De fait, Maitre Gourgue comme on l’appelle couramment chez nous, né le 1er décembre 1925, à Port au Prince, était lui aussi absolument impliqué dans la vie de son peuple qu’il a toujours su défendre au moyen de ses armes d’un esprit bien rodé.

Intellectuel brillant, grand orateur, homme de loi, avocat de carrière, professeur de droit constitutionnel, militant des droits de l’homme, ambassadeur, Ministre de la justice, homme politique, fondateur, propriétaire et Directeur d’école, il a donc formé des milliers de jeunes.

Première démission spectaculaire de la Junte civile militaire qui prend le relais, le 7 février 86, à la chute de Monsieur Jean Claude Duvalier, il sera aussi candidat à la Présidence d’Haiti en 1987, année de la toute première élection post duvaliérienne et par ailleurs, année de l’adoption populaire et massive de notre Constitution.

Dans la foulée du célèbre massacre du 29 novembre 1987, le nom de Gérard Gourgue dont l’électorat était, de toute évidence, ciblé dans cette mésanventure tragique, résonne alors comme le candidat favori de ces joutes électorales ensanglantées.
::::::::
| VOTRE CONSIGNE |
Extrayez du texte sur Gérard Gourgue tout le passage allant de « Intellectuel brillant, grand » jusqu'à « joutes électorales ensanglantées. », sans rien y changer.

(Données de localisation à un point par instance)
::::::::
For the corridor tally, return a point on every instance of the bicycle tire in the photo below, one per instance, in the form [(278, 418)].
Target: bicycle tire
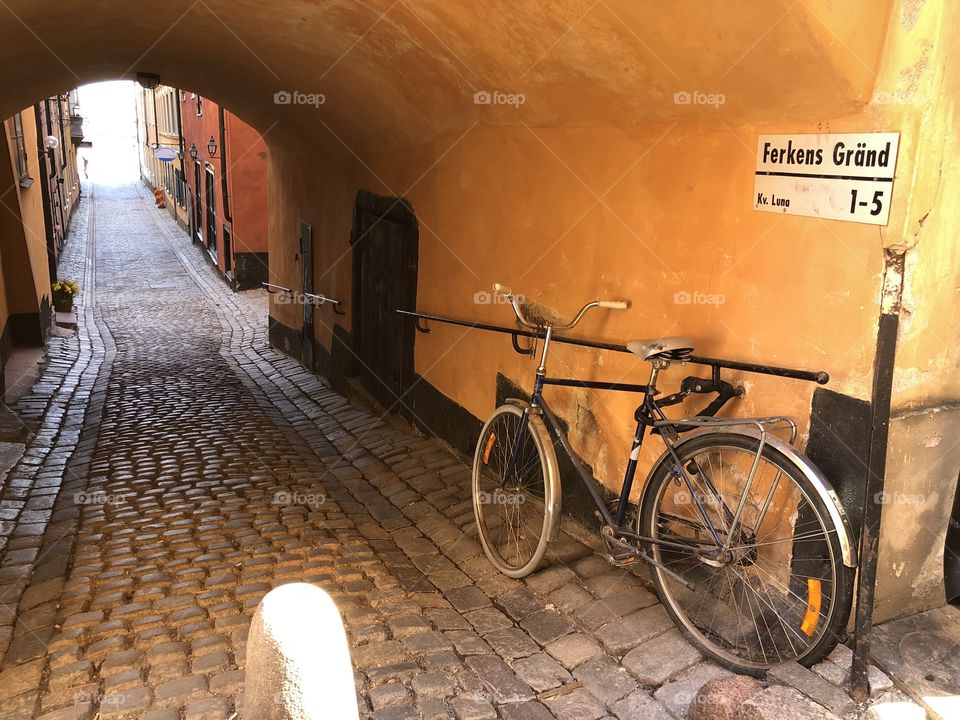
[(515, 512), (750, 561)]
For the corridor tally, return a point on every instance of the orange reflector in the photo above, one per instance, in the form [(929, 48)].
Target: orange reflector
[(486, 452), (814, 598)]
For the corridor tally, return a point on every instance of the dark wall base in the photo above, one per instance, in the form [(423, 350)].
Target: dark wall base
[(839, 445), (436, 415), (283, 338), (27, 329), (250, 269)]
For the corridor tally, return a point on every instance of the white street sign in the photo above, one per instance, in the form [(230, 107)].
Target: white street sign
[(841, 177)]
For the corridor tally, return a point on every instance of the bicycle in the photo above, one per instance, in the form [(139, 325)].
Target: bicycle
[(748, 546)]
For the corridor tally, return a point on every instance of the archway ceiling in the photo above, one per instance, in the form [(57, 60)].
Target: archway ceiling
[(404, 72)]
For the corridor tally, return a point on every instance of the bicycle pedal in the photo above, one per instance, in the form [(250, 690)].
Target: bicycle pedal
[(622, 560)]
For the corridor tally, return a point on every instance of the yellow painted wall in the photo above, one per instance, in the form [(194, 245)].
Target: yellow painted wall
::::::::
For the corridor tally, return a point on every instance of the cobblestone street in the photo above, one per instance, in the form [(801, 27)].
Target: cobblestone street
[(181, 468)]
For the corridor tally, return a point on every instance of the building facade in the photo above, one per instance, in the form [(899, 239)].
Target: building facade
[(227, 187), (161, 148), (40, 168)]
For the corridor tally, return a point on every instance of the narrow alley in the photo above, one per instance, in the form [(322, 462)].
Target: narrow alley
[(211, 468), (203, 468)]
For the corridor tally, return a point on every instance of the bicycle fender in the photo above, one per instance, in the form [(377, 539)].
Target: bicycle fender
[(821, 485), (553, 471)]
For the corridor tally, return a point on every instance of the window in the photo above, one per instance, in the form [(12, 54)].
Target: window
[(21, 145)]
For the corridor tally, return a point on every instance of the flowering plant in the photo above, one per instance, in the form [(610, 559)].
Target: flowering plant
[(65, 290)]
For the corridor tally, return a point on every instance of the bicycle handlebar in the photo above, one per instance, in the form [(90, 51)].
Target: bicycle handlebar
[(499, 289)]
::::::::
| RÉPONSE RÉDIGÉE |
Intellectuel brillant, grand orateur, homme de loi, avocat de carrière, professeur de droit constitutionnel, militant des droits de l’homme, ambassadeur, Ministre de la justice, homme politique, fondateur, propriétaire et Directeur d’école, il a donc formé des milliers de jeunes.

Première démission spectaculaire de la Junte civile militaire qui prend le relais, le 7 février 86, à la chute de Monsieur Jean Claude Duvalier, il sera aussi candidat à la Présidence d’Haiti en 1987, année de la toute première élection post duvaliérienne et par ailleurs, année de l’adoption populaire et massive de notre Constitution.

Dans la foulée du célèbre massacre du 29 novembre 1987, le nom de Gérard Gourgue dont l’électorat était, de toute évidence, ciblé dans cette mésanventure tragique, résonne alors comme le candidat favori de ces joutes électorales ensanglantées.